_Reading passage_.

Model Rankings by Criteria

To determine the “best model,” it’s crucial to identify and evaluate the most important criteria for your use case. Model performance can vary significantly across these criteria. The following rankings are organized from the most to least important criteria for this particular application:

Lowest cost:

  1. gpt-4o-mini
  2. claude-3-haiku
  3. gpt-3.5-turbo

Inclusion of Differential Diagnosis and alternative treatment:

  1. claude-3.5-sonnet (long, very thorough)
  2. gpt-3.5-turbo
  3. gpt-4o-mini

Fixing transcription errors:

  1. gpt-4o

Quick, consistent prediction times:

  1. claude-3-haiku
  2. gpt-3.5-turbo

Understand How Your Prompt Affects Model Performance.

Changing the prompt can significantly alter model ranking. For instance, adjusting the prompt may lead to notable changes in output length for some models while affecting others minimally. A model that was previously cost-effective might shift to a higher pricing tier with a new prompt.

Use Prompt Development to “Pass Desired Traits” Between Models

If you select gpt-4o-mini for its low cost and acceptable performance on Differential Diagnosis but have concerns about its transcription error handling, consider enhancing the prompt with a dictionary of common prescription names and detailed formatting instructions.

To increase the length and detail of the Differential Diagnosis, you can use outputs from claude-3.5-sonnet as few-shot examples or set a character length minimum in the JSON schema to guide other models.

_Task requirements_.
1. In the passage on model rankings, which model ranks first for fixing transcription errors?
2. Extend the passage on model rankings with a few sentences that pick up after its last sentence.
The records that come next are separate material, unrelated to the passage on model rankings.

_Record extracts_.
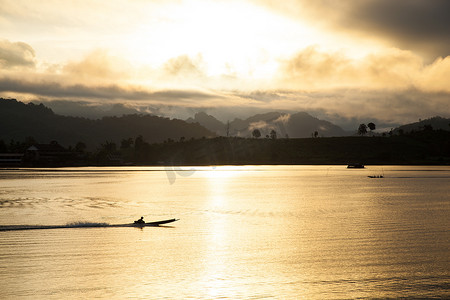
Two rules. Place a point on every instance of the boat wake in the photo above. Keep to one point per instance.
(82, 225)
(69, 225)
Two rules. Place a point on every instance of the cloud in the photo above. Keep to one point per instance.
(391, 69)
(16, 54)
(388, 106)
(417, 25)
(183, 66)
(54, 89)
(98, 64)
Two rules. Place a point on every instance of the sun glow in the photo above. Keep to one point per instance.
(230, 37)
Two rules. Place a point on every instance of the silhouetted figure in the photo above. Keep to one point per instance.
(140, 221)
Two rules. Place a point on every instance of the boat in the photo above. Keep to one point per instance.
(155, 223)
(355, 166)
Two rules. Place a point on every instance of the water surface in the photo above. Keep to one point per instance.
(289, 232)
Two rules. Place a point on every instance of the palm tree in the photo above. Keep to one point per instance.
(362, 129)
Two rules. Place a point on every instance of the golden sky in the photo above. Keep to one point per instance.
(381, 59)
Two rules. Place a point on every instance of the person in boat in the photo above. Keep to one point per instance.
(140, 221)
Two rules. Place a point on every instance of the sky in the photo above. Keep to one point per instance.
(346, 61)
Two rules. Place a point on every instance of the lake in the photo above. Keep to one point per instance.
(245, 232)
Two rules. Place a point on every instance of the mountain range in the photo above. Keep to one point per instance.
(19, 121)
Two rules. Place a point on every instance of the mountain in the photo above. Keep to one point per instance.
(435, 123)
(298, 125)
(19, 121)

_Answers to the tasks_.
1. gpt-4o

2.
By systematically evaluating model outputs in this way, you can incorporate the content or structure of the best model outputs into your prompt and avoid having to compromise on model selection.

As a result of building and running this notebook, I have switched to using gpt-4o-mini for the time being based on its cost-effectiveness and performance in the Differential Diagnosis field. As discussed above, I have a clear strategy for further refining the prompt to enhance both Differential Diagnosis results and transcription error correction in gpt-4o-mini.

Finally, I am better prepared to quickly evaluate and compare new models as they become available, ensuring that I can effectively assess performance differences and make informed decisions about model selection for this specific use case.

Takeaways:

  • Doing “evals” is not simply a choice between manual human review or using an AI to grade outputs. There is a third way. Data analysis can provide valuable insights for both prompt and model evaluations.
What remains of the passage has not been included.